§ **Task description**
Reproduce verbatim the lines of the material below, starting at the line containing "TARGET = black metal pole" and ending at the line containing "(1044, 583)", with both of those lines included.
****************
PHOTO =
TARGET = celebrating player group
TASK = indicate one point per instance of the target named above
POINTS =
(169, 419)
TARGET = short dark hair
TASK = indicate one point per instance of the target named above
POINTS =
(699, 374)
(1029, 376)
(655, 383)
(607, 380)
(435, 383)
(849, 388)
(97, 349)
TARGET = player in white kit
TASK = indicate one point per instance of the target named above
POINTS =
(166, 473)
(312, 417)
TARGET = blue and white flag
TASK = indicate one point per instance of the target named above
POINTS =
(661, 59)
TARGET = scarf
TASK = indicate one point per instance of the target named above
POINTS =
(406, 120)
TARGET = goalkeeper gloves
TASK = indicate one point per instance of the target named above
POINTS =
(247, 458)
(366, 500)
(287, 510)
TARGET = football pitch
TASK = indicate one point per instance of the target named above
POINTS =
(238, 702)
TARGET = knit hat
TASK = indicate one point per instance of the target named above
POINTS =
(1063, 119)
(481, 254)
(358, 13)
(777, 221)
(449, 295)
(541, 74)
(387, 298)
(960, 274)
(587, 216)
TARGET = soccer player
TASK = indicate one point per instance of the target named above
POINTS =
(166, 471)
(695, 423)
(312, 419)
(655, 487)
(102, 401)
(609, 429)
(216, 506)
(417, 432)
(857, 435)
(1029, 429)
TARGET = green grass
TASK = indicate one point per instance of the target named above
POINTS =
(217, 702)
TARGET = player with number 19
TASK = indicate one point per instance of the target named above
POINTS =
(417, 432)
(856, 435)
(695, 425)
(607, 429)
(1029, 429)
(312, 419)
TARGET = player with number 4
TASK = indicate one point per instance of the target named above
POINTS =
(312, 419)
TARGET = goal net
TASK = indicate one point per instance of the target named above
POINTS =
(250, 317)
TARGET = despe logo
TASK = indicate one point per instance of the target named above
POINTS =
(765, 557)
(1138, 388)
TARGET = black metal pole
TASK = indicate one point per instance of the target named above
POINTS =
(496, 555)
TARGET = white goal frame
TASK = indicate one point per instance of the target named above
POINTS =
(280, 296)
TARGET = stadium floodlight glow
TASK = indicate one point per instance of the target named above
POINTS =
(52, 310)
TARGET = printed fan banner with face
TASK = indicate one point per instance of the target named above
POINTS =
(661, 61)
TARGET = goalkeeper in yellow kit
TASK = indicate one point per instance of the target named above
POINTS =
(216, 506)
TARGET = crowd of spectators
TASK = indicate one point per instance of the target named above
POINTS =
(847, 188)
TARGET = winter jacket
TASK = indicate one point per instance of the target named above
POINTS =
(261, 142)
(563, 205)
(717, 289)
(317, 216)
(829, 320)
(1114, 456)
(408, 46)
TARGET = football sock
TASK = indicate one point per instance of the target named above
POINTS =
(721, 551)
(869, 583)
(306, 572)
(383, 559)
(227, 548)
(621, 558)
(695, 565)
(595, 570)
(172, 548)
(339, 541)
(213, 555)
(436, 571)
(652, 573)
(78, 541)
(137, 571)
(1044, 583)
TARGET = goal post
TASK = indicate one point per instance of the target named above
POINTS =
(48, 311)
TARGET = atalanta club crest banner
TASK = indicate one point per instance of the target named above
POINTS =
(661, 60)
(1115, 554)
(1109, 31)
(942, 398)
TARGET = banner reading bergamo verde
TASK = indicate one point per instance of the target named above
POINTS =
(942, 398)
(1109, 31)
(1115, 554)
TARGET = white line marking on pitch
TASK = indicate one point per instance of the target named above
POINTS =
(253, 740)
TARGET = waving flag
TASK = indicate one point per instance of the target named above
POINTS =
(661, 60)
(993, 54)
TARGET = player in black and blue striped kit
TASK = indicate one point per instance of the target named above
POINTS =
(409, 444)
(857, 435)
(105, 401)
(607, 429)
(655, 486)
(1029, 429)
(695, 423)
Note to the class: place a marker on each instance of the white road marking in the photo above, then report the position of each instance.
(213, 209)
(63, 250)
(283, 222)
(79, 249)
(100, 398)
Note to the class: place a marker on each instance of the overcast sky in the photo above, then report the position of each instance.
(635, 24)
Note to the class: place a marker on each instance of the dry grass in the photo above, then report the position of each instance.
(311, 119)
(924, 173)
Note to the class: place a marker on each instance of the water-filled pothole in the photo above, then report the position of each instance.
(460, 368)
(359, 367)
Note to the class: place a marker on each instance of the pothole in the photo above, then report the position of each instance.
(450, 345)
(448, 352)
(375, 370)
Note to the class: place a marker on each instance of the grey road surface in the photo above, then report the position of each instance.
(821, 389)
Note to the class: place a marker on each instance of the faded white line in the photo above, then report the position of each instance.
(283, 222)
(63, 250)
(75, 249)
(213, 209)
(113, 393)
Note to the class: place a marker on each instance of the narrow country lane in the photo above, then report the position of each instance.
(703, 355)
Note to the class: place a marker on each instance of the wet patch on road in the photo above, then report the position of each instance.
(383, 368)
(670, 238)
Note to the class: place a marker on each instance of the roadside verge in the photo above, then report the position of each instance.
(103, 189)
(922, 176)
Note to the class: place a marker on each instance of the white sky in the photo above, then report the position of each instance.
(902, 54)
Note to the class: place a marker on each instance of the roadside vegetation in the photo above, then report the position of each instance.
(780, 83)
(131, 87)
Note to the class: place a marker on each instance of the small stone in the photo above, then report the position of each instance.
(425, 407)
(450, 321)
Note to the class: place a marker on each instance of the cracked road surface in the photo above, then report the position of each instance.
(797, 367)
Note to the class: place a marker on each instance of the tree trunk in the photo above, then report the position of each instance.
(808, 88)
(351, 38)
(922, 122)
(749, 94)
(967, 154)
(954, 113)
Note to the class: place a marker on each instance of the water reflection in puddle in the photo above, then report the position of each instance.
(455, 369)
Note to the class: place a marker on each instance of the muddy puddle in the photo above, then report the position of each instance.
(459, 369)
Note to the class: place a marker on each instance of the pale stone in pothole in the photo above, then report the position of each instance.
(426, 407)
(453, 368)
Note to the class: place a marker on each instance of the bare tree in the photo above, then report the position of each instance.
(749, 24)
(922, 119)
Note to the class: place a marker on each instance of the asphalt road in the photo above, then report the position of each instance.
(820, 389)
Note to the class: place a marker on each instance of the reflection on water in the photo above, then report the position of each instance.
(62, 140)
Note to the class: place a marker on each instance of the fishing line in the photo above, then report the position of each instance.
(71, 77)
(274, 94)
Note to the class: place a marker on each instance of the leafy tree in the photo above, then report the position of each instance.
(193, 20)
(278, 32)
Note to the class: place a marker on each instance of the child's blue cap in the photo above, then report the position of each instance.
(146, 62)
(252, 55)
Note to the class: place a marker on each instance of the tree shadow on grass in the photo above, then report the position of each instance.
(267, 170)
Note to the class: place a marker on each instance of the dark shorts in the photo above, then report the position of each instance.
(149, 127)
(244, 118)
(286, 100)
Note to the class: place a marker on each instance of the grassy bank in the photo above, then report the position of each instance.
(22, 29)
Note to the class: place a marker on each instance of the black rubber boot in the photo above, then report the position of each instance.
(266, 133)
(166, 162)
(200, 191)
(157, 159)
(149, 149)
****************
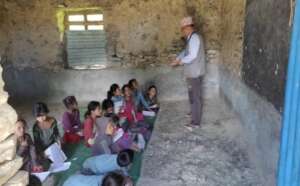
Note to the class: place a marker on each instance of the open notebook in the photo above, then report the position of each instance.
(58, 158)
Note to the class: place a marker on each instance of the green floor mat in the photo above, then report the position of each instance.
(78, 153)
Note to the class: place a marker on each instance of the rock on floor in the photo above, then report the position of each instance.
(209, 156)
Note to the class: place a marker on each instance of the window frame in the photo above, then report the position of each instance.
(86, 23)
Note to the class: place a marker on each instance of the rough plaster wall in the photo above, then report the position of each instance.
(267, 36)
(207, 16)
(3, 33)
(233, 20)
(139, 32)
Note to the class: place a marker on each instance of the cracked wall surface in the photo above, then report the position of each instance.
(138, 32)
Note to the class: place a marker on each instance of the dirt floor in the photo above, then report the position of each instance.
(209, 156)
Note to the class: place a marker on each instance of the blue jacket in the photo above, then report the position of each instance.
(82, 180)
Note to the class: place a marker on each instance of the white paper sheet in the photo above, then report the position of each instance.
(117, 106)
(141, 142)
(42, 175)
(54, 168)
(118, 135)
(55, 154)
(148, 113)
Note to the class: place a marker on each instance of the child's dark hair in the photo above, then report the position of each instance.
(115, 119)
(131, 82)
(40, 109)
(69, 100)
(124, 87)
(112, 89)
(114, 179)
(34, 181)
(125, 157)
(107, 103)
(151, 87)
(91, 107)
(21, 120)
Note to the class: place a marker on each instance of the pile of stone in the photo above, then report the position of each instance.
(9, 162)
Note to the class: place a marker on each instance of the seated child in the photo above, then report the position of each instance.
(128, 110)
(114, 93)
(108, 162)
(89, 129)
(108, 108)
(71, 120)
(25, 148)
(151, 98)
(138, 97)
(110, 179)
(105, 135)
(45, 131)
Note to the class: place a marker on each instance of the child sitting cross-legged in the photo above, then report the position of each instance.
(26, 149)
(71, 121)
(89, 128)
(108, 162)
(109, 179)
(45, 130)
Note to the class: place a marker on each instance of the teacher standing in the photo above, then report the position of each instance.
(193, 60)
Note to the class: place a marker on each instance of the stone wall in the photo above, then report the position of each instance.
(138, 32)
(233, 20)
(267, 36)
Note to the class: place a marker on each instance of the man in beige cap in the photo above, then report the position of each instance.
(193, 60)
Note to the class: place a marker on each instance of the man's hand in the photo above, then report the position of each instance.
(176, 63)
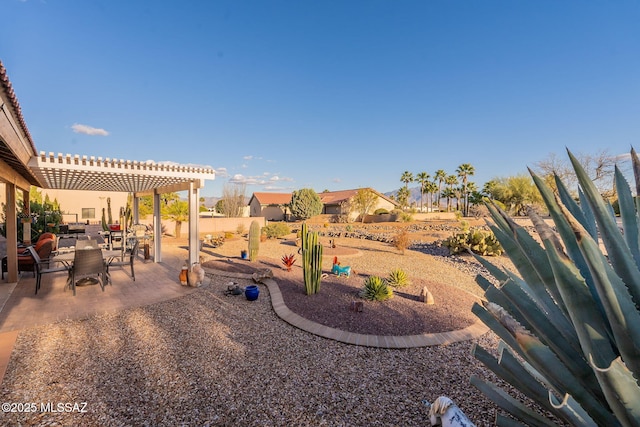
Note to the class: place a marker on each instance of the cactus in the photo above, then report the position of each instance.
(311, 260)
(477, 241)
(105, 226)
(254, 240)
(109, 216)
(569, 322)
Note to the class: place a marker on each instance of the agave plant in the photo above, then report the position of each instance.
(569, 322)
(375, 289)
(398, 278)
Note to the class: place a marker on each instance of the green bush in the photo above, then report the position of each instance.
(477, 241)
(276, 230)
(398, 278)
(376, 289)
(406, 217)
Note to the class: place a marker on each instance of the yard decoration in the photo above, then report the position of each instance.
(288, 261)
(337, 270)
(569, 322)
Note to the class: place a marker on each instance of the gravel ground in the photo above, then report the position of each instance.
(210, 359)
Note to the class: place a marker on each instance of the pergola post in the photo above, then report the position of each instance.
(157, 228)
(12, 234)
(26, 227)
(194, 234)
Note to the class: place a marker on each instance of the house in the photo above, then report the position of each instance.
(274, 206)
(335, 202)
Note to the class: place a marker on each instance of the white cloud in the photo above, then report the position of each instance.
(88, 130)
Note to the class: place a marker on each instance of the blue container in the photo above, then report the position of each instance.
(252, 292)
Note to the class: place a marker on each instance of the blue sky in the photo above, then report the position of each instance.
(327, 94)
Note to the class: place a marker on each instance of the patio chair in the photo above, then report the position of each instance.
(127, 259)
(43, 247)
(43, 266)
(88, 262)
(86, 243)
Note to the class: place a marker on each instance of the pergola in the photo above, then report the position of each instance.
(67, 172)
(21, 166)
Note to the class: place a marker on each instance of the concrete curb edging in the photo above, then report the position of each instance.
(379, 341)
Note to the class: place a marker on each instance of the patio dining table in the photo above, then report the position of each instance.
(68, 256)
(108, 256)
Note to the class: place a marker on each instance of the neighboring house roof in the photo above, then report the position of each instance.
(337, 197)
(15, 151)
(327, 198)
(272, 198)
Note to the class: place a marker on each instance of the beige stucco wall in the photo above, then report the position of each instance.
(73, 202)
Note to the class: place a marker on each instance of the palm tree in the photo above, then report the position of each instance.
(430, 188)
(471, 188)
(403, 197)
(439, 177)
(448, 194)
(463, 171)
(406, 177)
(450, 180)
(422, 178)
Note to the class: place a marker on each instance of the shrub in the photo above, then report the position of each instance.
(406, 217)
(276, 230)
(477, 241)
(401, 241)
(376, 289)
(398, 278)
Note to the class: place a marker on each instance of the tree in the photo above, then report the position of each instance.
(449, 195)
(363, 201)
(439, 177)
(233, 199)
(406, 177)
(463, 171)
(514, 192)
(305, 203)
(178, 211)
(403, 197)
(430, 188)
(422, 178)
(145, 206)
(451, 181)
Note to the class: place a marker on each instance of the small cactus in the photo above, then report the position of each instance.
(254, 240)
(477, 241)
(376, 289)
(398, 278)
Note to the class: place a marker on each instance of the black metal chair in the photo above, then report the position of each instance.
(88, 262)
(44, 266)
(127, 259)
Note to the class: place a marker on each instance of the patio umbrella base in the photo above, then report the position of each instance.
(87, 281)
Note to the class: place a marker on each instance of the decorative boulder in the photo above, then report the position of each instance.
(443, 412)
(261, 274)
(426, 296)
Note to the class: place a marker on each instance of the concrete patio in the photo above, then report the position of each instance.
****************
§ **Correct response**
TARGET = black metal pole
TASK = indicate one point per instance of the target named above
POINTS =
(496, 555)
TARGET = white goal frame
TASK = indicate one point per instance of the target named above
POINTS =
(280, 296)
TARGET = stadium floodlight glow
TASK = indicate one point per instance of the target named above
POINTS =
(52, 310)
TARGET = printed fan banner with face
TASK = indicate one point per instance of the target named above
POINTS =
(661, 61)
TARGET = goalkeeper in yellow kit
TASK = indicate one point per instance of the target named above
POINTS =
(216, 506)
TARGET = crowd of spectators
TASK = indicate one point per instance of the target named above
POINTS =
(847, 188)
TARGET = winter jacket
TASK = indicate one point per instance of the target named above
POINTS =
(261, 142)
(563, 205)
(717, 289)
(317, 216)
(829, 320)
(1114, 456)
(408, 46)
TARGET = football sock
TASK = indicate one point per instance of the target named above
POINTS =
(721, 551)
(869, 583)
(306, 572)
(383, 559)
(227, 548)
(621, 558)
(695, 565)
(595, 570)
(172, 548)
(339, 541)
(213, 555)
(436, 571)
(652, 573)
(78, 541)
(137, 571)
(1044, 583)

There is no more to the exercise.